OBJECTIVE: Arrange the records from the line with "of the open" to the line with "pixel 110 353" as a two-column CSV headed instruction and markers, one row per record, with the record's text in one column and its answer in the other. Put each field in quotes and replace any line breaks within a field with spaces.

#### THE INPUT ####

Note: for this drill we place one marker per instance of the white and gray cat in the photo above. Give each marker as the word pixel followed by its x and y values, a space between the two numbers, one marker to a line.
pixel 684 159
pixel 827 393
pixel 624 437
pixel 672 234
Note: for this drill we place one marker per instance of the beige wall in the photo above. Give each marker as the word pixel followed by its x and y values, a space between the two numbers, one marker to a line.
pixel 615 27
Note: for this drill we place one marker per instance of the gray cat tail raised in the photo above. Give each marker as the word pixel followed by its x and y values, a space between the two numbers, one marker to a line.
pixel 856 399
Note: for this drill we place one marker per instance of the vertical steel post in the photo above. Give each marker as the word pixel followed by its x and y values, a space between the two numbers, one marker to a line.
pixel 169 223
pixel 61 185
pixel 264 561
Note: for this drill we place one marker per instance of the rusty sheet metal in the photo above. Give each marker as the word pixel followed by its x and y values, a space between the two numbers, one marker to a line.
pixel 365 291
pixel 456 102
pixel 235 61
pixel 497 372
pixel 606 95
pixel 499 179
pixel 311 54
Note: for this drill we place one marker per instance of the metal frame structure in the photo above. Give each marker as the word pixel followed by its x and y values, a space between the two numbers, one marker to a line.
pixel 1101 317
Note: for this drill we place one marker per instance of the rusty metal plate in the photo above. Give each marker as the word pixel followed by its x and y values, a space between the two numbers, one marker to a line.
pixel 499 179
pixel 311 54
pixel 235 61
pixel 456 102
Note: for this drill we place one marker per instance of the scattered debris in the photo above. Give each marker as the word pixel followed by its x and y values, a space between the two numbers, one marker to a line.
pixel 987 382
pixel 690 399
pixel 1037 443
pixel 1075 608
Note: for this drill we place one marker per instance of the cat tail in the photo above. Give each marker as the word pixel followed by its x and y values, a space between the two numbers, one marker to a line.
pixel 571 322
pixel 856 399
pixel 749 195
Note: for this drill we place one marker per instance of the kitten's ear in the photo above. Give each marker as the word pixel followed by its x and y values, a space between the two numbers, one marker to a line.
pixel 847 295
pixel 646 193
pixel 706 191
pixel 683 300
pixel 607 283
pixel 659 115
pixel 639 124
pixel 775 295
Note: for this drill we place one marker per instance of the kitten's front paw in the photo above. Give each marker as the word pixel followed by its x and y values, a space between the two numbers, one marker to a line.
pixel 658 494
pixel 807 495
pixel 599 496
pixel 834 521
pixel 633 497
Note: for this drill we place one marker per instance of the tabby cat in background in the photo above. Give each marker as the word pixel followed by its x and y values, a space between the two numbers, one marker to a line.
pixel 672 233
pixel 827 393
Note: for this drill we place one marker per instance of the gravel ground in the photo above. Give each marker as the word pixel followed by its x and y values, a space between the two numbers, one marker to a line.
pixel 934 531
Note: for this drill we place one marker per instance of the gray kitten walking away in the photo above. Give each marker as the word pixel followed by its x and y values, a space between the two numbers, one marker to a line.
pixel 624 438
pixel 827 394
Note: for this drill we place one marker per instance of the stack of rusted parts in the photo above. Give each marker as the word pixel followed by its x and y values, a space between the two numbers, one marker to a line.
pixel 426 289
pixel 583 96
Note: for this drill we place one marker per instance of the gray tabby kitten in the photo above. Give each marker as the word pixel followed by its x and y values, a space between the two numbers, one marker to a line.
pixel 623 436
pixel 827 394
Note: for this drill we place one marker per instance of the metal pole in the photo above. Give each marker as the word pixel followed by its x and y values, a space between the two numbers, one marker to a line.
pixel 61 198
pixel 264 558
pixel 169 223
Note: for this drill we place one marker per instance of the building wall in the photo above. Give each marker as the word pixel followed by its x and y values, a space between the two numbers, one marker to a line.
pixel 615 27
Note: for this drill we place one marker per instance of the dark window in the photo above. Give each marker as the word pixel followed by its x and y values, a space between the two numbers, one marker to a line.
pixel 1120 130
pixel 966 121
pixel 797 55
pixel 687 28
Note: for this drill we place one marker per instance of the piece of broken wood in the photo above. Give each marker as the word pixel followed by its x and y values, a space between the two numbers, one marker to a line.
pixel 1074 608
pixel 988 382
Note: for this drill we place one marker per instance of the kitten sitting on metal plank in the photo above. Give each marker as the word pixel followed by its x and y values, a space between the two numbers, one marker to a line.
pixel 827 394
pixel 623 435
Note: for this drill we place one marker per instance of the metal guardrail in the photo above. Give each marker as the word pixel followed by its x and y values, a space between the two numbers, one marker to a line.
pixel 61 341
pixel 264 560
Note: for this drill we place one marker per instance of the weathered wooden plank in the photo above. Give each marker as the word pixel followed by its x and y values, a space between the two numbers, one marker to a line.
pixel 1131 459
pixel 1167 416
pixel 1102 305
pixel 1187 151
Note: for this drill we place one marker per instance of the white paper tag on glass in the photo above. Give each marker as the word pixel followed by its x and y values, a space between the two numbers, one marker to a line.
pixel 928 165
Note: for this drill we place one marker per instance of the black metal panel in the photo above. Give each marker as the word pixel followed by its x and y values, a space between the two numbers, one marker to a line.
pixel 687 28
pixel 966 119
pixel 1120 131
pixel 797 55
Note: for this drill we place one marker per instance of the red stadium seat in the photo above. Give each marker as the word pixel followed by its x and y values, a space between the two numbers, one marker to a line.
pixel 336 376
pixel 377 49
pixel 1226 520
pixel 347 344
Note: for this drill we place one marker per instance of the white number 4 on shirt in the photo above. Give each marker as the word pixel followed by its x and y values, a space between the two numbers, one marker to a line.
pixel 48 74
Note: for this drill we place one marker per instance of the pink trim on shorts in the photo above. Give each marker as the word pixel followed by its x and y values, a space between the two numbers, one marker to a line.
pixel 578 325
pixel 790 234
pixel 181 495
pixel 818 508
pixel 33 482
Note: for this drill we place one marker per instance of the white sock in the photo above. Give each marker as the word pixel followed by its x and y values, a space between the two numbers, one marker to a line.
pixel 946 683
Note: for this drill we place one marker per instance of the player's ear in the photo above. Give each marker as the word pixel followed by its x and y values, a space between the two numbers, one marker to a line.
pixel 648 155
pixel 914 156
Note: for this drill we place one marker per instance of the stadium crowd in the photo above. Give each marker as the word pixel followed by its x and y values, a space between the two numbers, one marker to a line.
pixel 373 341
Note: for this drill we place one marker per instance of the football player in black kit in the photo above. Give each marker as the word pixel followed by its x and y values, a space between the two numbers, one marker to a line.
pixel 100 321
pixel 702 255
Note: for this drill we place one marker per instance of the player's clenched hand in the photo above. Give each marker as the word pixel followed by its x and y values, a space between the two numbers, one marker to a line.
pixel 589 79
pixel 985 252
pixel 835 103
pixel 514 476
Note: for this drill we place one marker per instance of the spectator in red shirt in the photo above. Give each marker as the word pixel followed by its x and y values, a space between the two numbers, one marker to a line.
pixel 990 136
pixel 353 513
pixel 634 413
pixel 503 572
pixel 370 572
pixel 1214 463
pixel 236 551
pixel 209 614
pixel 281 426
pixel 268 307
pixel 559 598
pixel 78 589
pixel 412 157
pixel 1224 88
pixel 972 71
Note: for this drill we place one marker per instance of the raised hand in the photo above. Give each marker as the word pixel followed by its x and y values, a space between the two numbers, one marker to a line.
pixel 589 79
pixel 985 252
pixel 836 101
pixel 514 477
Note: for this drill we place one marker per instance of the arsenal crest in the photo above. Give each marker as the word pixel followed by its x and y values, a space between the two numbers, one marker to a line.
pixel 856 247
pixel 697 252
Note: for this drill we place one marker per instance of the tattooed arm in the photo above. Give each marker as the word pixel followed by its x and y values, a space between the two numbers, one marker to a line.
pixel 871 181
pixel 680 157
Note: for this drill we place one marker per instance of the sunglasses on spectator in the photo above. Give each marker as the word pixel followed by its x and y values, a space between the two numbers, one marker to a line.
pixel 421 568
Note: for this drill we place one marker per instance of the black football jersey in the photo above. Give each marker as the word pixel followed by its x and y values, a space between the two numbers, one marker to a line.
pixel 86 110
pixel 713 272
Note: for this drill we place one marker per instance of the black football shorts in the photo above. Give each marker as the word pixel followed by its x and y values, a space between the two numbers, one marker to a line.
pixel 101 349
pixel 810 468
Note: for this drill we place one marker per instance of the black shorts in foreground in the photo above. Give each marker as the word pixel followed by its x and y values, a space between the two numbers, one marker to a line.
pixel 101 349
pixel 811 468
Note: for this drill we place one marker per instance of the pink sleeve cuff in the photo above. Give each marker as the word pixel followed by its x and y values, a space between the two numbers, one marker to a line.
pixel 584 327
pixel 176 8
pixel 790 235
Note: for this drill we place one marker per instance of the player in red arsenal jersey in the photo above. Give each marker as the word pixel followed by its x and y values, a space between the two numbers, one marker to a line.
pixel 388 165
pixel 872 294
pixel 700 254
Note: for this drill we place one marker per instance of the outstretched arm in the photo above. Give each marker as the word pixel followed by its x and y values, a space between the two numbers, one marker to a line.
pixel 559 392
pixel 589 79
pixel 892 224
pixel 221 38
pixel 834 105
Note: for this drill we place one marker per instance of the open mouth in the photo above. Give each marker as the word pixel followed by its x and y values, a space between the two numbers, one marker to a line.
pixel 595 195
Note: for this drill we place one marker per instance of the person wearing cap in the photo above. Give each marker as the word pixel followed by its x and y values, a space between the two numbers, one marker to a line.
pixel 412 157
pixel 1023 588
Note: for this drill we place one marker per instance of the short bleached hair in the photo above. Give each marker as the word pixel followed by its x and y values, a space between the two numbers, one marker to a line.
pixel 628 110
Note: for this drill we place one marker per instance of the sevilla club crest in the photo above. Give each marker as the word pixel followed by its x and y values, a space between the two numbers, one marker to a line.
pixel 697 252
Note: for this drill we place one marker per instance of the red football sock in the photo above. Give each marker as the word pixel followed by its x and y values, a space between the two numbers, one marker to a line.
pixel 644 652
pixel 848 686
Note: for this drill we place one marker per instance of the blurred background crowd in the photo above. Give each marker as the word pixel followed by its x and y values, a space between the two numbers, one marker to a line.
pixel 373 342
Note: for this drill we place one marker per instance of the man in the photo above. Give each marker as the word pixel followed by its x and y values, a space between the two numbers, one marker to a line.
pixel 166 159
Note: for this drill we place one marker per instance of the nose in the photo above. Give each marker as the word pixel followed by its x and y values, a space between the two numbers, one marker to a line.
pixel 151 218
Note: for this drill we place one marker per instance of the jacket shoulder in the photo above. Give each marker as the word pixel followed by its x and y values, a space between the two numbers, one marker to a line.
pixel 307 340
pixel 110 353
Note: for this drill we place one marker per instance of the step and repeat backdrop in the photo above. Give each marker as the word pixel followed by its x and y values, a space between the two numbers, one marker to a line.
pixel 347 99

####

THE SOLUTION:
instruction,markers
"Note: for this drill we place one marker per instance of the open mouth in the photo above. Give each marker as the word pixel followed by its x and y values, a space between the two numbers, one marker to a line.","pixel 595 195"
"Note: for this drill we place one marker per instance of the person wearing cap in the photo above. Give each marker as the word pixel followed by its x and y values, a space between the two numbers, one marker to a line.","pixel 412 157 pixel 1023 588"
"Note: for this drill we place one marker per instance of the short bleached hair in the photo above. Give each marker as the word pixel followed by its x and y values, a space between the two numbers, one marker to a line.","pixel 628 110"
"Note: for this drill we place one marker per instance of the sevilla club crest in the photo above. Give each marker as the word pixel followed by its x and y values, a space between the two numbers, one marker to a line.","pixel 697 252"
"Note: for this drill we place one marker per instance of the red football sock in the photo above. Give each marker as the word pixel followed by its x and y values, a space between the two numbers, one marker to a line.","pixel 644 652 pixel 848 686"
"Note: for this drill we place one marker per instance of the blurred background crowd in the photo above. Give each marker as the word pixel followed by its x and y values, a space between the two numbers, one marker to a line.","pixel 373 342"
"Note: for this drill we place one marker per instance of the man in the photo above. Give each marker as the word pixel followed by its x and y values, a space between the two numbers, one marker to a line.","pixel 166 159"
"Note: for this drill we place one marker per instance of the nose in the photo above. Give each marker as the word pixel followed by its x and y values, a space between the two numbers, one marker to a line.","pixel 151 218"
"Note: for this drill we place one marker per instance of the jacket shoulder in the photo above. Give each marker as the word pixel followed by its x and y values, a space between the two numbers, one marker to a line.","pixel 307 340 pixel 110 353"